### Instructions to follow
Rewrite every line of the listing below, substituting "hand" for each occurrence of "ear" and leaving everything else untouched. Omit the pictures from your output.

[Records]
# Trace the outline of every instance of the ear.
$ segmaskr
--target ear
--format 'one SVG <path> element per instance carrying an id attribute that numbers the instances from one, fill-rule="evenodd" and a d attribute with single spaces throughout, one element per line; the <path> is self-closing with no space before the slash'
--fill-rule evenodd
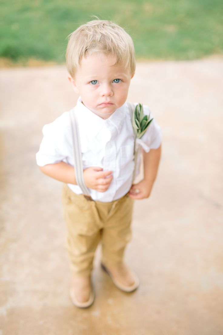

### Expected output
# Trace the outline of every instance of the hand.
$ segmaskr
--target hand
--format 'one SVG <path> element per instance carrying an id attribute that numbers the instances from one, fill-rule="evenodd" and a d attribute with single spaces throughout, one element per line; the <path> is self-closing with no space before the slash'
--fill-rule evenodd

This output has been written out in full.